*** DATA

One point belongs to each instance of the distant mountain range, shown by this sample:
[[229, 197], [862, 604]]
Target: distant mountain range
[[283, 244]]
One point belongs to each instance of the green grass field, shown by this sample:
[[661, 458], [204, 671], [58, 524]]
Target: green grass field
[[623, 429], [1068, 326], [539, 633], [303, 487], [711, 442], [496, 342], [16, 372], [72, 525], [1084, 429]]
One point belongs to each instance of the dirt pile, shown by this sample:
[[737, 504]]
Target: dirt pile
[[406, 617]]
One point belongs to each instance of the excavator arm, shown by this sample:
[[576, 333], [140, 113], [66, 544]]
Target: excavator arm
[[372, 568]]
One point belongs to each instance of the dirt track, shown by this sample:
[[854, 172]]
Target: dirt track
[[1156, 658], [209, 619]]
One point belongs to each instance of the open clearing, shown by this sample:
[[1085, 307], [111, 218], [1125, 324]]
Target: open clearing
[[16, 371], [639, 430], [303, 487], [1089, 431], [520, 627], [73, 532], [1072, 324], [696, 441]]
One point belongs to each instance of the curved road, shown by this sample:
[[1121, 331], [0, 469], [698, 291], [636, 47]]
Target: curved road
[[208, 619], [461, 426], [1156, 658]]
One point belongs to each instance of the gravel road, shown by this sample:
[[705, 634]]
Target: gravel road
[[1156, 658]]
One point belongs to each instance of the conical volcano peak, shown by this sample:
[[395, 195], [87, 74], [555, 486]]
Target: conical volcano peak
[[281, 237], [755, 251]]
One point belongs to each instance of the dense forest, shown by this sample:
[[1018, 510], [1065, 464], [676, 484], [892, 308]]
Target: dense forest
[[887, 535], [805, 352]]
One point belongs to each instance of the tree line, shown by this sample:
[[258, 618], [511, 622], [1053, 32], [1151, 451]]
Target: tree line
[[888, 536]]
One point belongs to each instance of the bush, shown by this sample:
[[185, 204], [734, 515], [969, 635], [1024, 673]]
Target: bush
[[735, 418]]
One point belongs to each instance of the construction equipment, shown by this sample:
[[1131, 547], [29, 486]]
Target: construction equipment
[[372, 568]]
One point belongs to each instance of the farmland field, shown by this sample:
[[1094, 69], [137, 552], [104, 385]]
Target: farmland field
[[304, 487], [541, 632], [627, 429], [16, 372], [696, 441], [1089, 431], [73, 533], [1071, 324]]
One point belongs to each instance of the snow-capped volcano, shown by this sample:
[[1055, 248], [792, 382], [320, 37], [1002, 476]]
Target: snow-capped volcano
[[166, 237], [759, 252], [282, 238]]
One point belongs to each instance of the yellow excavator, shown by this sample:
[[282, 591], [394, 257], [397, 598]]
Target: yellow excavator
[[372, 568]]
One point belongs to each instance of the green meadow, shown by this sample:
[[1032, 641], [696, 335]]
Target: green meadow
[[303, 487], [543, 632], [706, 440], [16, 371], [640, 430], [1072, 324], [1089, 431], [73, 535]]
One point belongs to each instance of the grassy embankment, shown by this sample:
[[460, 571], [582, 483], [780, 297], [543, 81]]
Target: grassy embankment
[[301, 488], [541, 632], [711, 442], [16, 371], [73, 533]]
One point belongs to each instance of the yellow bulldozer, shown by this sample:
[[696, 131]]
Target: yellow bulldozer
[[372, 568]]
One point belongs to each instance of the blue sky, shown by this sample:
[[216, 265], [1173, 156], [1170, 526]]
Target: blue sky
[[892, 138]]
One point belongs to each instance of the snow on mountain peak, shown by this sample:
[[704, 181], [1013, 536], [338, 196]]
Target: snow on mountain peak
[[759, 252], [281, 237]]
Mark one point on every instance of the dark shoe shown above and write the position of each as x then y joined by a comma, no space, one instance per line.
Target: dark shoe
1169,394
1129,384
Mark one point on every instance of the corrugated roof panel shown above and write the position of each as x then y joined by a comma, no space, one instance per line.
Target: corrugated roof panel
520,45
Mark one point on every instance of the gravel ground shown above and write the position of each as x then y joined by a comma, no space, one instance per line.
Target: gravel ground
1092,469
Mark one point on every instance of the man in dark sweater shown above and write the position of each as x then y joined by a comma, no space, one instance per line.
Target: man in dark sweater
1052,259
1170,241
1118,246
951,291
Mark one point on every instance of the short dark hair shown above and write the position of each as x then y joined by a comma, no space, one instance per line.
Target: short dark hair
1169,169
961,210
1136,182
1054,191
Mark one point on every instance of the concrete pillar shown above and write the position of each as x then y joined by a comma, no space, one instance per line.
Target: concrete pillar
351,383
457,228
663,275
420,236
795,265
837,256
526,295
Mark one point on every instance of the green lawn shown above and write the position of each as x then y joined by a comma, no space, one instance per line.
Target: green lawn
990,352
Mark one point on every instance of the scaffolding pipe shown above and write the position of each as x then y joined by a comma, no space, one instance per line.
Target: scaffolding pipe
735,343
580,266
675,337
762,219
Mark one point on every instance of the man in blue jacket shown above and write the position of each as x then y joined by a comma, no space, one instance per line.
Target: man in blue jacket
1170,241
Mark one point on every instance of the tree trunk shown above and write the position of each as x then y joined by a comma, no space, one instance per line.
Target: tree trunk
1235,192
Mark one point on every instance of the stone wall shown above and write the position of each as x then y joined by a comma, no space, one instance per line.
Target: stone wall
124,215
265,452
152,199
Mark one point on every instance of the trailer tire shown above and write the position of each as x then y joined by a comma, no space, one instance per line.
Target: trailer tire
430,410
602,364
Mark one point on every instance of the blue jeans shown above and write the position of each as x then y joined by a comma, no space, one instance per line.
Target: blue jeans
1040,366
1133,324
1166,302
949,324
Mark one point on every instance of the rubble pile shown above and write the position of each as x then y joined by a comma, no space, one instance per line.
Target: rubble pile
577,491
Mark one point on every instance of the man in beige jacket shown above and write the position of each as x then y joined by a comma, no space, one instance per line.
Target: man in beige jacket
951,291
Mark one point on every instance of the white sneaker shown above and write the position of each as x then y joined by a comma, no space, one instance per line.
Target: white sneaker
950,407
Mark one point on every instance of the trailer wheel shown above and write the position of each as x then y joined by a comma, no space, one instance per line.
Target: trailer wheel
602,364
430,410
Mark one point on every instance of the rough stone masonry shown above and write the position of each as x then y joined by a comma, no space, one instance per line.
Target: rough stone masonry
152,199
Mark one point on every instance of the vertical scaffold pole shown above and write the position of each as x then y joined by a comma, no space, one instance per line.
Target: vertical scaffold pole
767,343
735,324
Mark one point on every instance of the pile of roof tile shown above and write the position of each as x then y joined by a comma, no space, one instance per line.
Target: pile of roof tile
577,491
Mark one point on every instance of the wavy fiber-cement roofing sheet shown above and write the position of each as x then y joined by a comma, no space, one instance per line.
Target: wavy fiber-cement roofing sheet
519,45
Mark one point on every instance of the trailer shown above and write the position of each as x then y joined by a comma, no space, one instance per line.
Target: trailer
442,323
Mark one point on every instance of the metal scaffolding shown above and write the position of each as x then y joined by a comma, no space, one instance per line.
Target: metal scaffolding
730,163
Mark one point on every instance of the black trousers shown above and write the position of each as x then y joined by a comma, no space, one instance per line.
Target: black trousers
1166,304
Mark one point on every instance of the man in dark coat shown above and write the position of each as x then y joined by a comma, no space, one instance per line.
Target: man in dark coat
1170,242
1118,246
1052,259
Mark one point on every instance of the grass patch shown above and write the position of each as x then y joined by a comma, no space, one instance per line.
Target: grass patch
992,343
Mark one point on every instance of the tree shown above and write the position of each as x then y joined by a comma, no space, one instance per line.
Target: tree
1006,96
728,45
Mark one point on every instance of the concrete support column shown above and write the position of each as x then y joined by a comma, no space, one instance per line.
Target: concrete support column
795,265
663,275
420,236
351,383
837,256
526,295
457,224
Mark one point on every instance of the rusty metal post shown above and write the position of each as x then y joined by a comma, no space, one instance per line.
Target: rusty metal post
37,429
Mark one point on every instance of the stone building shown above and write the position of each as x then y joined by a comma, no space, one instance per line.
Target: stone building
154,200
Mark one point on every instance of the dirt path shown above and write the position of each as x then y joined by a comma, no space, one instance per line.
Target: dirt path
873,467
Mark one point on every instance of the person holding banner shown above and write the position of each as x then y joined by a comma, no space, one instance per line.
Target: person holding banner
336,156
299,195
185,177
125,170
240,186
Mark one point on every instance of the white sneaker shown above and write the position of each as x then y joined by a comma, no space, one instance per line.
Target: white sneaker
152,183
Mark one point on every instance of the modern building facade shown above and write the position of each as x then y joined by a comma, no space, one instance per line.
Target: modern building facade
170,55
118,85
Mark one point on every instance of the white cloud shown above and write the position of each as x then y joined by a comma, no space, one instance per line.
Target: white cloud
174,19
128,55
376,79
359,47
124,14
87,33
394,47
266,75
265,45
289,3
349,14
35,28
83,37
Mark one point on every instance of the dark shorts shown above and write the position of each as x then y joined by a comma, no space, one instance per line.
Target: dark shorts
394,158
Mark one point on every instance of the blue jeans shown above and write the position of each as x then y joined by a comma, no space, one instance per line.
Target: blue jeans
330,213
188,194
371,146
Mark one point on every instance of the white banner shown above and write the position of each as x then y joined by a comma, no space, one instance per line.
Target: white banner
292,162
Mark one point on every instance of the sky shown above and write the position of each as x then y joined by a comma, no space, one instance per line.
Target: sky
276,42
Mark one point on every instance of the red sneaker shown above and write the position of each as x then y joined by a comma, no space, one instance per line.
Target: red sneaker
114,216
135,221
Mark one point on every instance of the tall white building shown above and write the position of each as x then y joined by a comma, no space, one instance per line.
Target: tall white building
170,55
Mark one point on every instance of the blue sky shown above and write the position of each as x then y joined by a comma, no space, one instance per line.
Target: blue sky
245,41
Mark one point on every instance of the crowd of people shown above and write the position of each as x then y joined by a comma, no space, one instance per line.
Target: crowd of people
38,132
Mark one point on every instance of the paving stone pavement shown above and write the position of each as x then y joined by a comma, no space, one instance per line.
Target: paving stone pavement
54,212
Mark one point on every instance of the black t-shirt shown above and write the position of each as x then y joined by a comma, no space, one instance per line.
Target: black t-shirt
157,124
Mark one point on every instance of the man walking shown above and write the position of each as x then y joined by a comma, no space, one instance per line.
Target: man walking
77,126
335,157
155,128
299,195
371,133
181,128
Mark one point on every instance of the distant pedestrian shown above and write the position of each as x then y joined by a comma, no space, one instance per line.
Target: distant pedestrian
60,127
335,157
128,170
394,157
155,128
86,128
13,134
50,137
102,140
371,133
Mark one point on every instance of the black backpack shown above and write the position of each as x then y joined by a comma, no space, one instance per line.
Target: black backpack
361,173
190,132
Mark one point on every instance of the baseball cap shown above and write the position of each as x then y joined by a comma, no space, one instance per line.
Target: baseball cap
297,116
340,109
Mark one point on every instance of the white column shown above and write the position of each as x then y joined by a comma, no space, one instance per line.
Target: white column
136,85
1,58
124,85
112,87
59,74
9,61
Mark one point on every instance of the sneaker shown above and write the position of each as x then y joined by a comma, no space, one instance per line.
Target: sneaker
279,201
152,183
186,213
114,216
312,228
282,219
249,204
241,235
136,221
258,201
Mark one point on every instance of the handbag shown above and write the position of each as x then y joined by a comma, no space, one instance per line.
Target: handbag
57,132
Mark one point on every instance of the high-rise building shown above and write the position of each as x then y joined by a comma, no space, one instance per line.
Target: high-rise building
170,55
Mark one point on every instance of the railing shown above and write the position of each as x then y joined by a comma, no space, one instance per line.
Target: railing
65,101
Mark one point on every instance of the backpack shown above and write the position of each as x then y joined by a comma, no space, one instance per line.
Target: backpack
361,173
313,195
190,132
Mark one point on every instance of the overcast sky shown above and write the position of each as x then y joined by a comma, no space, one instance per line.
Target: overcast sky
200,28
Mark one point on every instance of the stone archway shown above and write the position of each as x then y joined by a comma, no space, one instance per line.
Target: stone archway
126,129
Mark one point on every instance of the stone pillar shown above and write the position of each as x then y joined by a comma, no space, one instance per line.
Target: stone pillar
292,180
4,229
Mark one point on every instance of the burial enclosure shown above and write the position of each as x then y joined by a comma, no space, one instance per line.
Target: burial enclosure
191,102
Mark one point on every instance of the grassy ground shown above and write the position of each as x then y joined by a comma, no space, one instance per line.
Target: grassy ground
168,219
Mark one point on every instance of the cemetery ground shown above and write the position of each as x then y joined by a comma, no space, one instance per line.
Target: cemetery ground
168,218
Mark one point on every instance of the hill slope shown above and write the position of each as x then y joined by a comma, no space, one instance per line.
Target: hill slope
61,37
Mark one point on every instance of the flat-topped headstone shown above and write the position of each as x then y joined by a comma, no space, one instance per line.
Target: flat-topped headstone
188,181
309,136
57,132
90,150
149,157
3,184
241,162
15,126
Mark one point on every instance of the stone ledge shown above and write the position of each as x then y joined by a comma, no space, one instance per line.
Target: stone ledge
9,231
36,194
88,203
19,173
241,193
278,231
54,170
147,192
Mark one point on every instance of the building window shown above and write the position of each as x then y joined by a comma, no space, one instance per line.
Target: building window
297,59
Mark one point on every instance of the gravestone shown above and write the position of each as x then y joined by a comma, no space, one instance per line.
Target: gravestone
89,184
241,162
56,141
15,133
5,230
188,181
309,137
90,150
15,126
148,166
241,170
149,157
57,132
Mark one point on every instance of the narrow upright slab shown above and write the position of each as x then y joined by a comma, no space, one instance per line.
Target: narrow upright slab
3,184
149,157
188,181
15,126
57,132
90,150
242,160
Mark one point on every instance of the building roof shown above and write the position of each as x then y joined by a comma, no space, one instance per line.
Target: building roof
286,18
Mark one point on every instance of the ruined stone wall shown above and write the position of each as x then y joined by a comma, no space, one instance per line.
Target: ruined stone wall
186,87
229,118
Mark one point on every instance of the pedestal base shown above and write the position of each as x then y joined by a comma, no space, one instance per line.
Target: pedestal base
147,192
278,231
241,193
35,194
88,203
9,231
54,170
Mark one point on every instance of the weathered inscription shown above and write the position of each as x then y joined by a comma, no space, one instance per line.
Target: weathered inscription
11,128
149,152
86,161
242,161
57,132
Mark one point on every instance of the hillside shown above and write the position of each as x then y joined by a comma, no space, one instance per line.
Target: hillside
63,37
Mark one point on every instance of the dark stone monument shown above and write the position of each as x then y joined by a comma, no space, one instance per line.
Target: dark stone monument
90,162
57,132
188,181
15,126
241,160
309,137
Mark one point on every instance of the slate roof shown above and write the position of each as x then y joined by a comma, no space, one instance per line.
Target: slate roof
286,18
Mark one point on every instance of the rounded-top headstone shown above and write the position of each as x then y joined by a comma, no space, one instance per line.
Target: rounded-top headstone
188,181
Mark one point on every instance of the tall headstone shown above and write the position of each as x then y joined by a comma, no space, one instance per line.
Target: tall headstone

******

- **WORK INSTRUCTION**
In the reply, include exactly the lines from the beginning of the entries above through the line holding "[[1085, 307], [111, 218], [1125, 324]]", and nothing besides.

- **RESULT OF THIS TASK**
One point belongs to each instance of the distant mountain range, shown by this sample:
[[229, 197], [862, 604]]
Target: distant mountain range
[[283, 244]]
One point belongs to each instance of the green grass field, shown by this sample:
[[661, 458], [204, 671], [58, 524]]
Target: green grass field
[[623, 429], [1068, 326], [539, 633], [303, 487], [711, 442], [496, 342], [16, 372], [72, 525], [1084, 429]]
One point belongs to each instance of the dirt pile, shown by this sample:
[[737, 504]]
Target: dirt pile
[[406, 617]]
One point belongs to each instance of the excavator arm, shown by this sample:
[[576, 333], [140, 113], [66, 544]]
Target: excavator arm
[[372, 568]]
One point belongs to each instance of the dirt track, shown by this sample:
[[854, 172]]
Target: dirt track
[[1156, 658], [209, 619]]
One point belongs to each instance of the open clearing, shown by this sample:
[[1085, 307], [111, 218], [1125, 324]]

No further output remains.